Dataset records about object locations:
** Start **

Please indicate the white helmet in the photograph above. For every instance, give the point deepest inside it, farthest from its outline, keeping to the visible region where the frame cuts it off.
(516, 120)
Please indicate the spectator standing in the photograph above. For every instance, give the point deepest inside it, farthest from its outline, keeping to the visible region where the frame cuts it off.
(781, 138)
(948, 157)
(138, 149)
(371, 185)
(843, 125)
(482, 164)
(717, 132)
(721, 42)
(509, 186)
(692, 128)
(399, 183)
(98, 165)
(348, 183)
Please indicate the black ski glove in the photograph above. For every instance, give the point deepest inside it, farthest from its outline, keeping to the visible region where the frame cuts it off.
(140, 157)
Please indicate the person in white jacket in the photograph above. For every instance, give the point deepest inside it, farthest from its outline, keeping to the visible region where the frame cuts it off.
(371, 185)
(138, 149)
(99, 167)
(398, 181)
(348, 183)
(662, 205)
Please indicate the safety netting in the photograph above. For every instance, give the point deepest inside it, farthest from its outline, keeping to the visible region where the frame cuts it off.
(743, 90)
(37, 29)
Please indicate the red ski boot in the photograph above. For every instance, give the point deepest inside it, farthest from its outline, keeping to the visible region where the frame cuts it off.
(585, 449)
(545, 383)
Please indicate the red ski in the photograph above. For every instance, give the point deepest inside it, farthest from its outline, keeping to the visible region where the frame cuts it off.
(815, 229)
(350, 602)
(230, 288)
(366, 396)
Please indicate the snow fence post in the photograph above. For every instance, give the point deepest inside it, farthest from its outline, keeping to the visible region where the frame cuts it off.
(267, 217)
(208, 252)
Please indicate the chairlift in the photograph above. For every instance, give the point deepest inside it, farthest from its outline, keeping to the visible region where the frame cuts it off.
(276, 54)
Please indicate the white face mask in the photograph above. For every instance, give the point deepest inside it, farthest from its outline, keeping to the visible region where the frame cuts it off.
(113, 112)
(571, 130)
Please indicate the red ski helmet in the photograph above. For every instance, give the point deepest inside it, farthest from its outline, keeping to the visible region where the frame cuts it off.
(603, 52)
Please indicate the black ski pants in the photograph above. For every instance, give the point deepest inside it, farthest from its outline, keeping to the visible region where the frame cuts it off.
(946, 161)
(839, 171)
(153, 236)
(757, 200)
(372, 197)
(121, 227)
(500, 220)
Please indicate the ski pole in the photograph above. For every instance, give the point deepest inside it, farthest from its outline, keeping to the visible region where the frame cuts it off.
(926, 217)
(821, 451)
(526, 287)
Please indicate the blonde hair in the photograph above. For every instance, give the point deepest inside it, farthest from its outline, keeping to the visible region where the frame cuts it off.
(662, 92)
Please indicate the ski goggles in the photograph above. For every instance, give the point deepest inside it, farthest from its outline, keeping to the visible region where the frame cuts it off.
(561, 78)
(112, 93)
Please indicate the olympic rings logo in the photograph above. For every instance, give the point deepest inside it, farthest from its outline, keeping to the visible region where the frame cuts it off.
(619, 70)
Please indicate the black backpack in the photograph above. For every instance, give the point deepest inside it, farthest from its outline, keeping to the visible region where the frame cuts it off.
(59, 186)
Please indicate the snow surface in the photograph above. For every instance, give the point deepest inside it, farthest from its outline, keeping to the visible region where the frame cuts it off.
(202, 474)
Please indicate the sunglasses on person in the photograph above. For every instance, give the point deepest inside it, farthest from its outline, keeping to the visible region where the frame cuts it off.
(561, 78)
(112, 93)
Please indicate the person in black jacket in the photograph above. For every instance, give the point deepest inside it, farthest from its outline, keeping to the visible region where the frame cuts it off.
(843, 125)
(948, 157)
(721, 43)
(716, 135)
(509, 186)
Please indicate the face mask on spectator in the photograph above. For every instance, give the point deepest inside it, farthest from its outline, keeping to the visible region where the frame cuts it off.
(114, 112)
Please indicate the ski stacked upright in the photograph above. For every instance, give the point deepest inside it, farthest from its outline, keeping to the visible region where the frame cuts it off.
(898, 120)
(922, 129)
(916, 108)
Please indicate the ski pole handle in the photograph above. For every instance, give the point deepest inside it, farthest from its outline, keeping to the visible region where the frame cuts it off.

** End **

__Task statement__
Retype the entries exactly, including every line.

__Output for this task__
Please indicate the white helmet in the photograph above. For every instance, give the point deepest inside it, farthest from its outline, keeping to the visible region where the frame cuts it off.
(516, 120)
Please indicate the spectator standing in the photograph above. For every instance, give the point deepest inside it, farthest from its outline, keeping to the visible region where the frame cuts it off.
(781, 138)
(948, 157)
(138, 149)
(371, 185)
(843, 125)
(482, 164)
(717, 132)
(721, 42)
(509, 186)
(692, 128)
(399, 183)
(98, 165)
(348, 183)
Please indicate the black ski glove in the photograph above. For every instance, give the point deepest inside it, farthest from its outline, keeping to the visible region where the frame cuts it off.
(140, 157)
Please indicate the person in white jacket in the photograph above. For every instance, give the point deepest inside it, farthest from its outline, keeping to the visible region where the frame cuts it off.
(371, 185)
(138, 149)
(99, 167)
(398, 181)
(348, 183)
(662, 205)
Please indicate the safety netting in the photograph above. For every instance, give the point deepest inside it, farthest from its outline, keeping to the visible region where the frame cuts it off.
(743, 90)
(37, 29)
Please indicate the red ski boot in the photograph above. For every instance, give the point deepest inside it, farthest from its outline, keeping to the visible region where the frame cuts it off.
(585, 449)
(545, 383)
Please indicate the red ski in the photograph above. For every instance, give the point deepest inside it, farthest from its outline, keeping to the visible region where the frame cuts it off.
(815, 229)
(350, 602)
(230, 288)
(366, 396)
Please indicate the snow fence post in the photograph above. For every instance, give the point deepest inside it, farthest from its outline, keeping to the visible region where the frame cuts it off.
(267, 217)
(208, 252)
Please indicate the chairlift in the photograph above. For every instance, give the point deepest inside it, farthest from its outline, keeping to the visible region where the frame cuts it off.
(276, 54)
Please indicate the white face mask in the photograph above. For every instance, give the point deepest inside it, farthest from its outline, keeping to the visible region where the frame cuts it off.
(113, 112)
(571, 130)
Please indicate the red ski helmet in the photograph above. For every instance, give the point deepest inside it, farthest from its outline, keeping to the visible region where the frame cuts it off.
(603, 52)
Please indicate the black ski pants in the photograph above. For every instance, give the point deepest inside it, farthest from its outline, keeping to the visible region where the frame cuts it off.
(946, 161)
(839, 171)
(153, 236)
(757, 200)
(372, 197)
(121, 227)
(500, 220)
Please indicate the ski pole in the photograph above. For every instance, give the point deepest inside it, farthest from its outline, keeping to the visible region where the frame cuts it off.
(926, 217)
(821, 451)
(526, 287)
Please indicate the blonde hair in the photograph above. For every instance, give the point deepest inside it, farthest from its outline, keeping to the visible region where the frame cuts it off.
(662, 92)
Please indicate the ski goggles in the photograph above. For every instance, give the point deepest inside it, farthest from its outline, keeping to the visible region where the frame cuts it off.
(561, 78)
(112, 93)
Please indicate the olympic rings logo in the photograph above. For every instance, give the point deepest inside it, farthest from its outline, keeping to the visible region where the frame cuts it off.
(619, 70)
Please indicate the black backpack in the photograph above. For every instance, give the point deepest inside it, farthest from its outline, keeping to the visible region where the frame cuts it off.
(59, 186)
Please indicate the snow surface in the photograph above. For every instance, give the point deepest inside it, farthest from its outline, keeping to the visible region where the frame cuts it off.
(202, 474)
Please indicate the sunglasses on person in the photograph above. For every instance, give the point deepest inside it, farthest from its outline, keeping to the visible region where the frame cuts it off.
(561, 78)
(112, 93)
Please indicate the person in black jacket in the photograph above. For every instance, give the point deepest inside it, farthest from its outline, keeping to the visible region where the frame cuts it off.
(843, 125)
(948, 157)
(721, 43)
(716, 135)
(509, 186)
Please indicate the face mask on spectator in the photograph above. For every instance, give the point deepest inside it, farthest from its outline, keeping to the visible region where the frame cuts it off.
(114, 112)
Please indicate the ski stacked upright in the photograph above. For every instance, give the point deepest inside it, farthest from its outline, keeping to the visible region where the frame cuts it off.
(898, 120)
(922, 129)
(916, 108)
Please indicate the ski pole handle in the photograph above. For every instance, give the point deepest inside it, farthest from its outline, keeping to the visible region where the frame cuts it off.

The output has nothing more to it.